— start Provided data —

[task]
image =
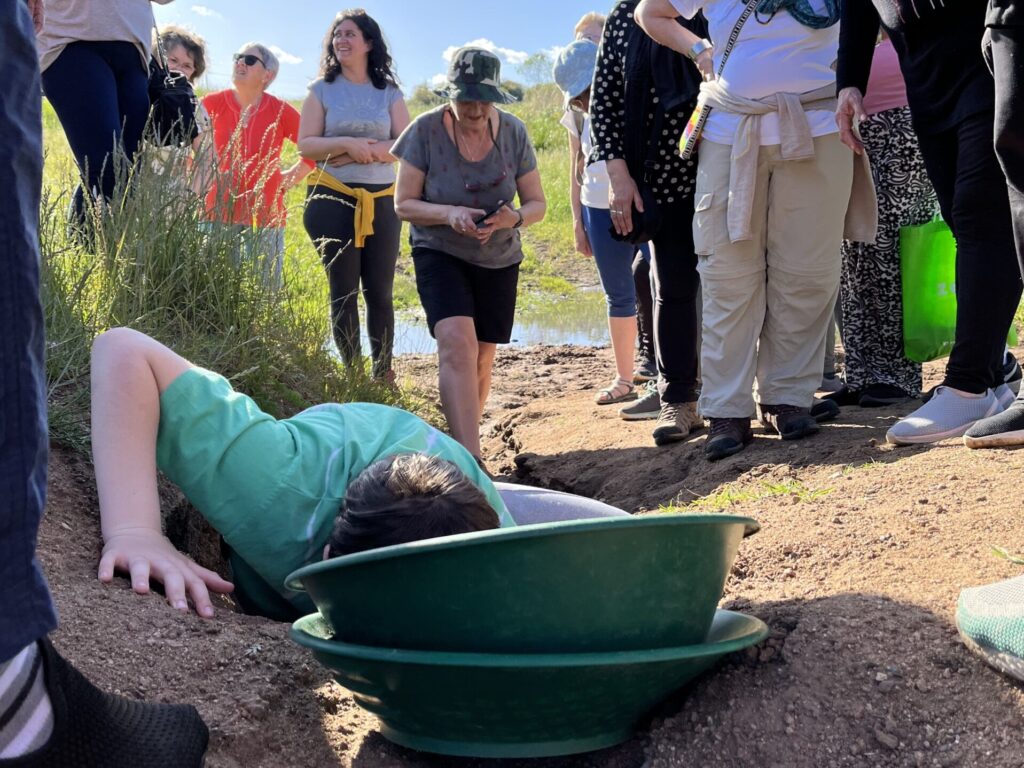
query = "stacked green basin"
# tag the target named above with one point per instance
(546, 639)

— end Provided data —

*What the task requires*: Recast the records above as a numbered list with one item per line, omitting blank lines. Leave the pictures out of your answer.

*Response*:
1. [task]
2. image =
3. query = "stacked green basin"
4. # tag the target named above with one point per instance
5. (546, 639)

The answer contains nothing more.